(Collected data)
+++
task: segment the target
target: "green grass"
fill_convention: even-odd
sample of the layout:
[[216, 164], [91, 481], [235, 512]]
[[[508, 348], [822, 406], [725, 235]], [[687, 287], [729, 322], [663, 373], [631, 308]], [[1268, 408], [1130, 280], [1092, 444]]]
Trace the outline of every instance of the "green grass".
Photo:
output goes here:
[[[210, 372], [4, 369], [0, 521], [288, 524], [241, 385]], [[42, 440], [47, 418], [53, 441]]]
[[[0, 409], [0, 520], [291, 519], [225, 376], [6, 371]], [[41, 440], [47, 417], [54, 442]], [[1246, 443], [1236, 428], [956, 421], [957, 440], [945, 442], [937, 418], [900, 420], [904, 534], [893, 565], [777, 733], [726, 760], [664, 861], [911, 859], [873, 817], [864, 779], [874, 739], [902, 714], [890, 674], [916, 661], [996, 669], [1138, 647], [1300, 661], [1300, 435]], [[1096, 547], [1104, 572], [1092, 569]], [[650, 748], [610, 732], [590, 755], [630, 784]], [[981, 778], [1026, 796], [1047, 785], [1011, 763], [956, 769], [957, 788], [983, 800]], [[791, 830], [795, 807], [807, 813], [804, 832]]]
+++
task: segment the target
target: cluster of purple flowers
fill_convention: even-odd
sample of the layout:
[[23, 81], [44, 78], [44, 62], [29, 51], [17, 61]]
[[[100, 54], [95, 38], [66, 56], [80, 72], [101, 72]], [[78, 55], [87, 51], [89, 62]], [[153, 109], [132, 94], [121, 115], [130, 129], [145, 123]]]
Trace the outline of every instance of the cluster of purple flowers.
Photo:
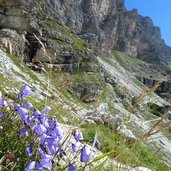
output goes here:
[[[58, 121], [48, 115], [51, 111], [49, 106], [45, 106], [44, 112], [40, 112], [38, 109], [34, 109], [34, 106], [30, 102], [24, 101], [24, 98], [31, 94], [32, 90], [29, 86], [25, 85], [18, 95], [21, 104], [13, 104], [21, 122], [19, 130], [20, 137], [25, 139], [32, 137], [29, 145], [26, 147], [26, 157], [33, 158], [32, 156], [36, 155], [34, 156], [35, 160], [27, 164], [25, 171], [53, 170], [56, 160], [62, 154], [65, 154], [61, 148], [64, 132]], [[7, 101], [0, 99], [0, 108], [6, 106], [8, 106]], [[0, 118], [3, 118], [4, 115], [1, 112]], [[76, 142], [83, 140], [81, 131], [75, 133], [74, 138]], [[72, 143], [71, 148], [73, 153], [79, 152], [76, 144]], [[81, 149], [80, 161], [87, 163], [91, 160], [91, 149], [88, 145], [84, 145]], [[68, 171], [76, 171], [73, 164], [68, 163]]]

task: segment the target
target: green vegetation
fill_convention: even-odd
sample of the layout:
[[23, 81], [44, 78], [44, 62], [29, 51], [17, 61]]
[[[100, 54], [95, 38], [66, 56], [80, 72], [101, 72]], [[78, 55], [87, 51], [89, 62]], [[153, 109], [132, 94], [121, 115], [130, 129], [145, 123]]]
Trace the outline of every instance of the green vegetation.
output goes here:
+++
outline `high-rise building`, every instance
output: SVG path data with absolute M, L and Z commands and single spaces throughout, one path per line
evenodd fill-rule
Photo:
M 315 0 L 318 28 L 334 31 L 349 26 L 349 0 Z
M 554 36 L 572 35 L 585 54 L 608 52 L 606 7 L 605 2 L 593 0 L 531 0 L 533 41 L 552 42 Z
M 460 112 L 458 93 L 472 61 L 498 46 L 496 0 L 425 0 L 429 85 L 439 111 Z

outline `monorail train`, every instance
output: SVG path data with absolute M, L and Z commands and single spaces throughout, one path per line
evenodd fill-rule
+++
# PROBLEM TO WORK ON:
Bring together all lines in the records where the word "instance" is found.

# SOLUTION TO THIS EXERCISE:
Trace the outline of every instance of the "green grass".
Trace the outline of every instance of the cluster of purple flowers.
Trace the outline of every instance of the green vegetation.
outline `high-rise building`, every instance
outline `monorail train`, every instance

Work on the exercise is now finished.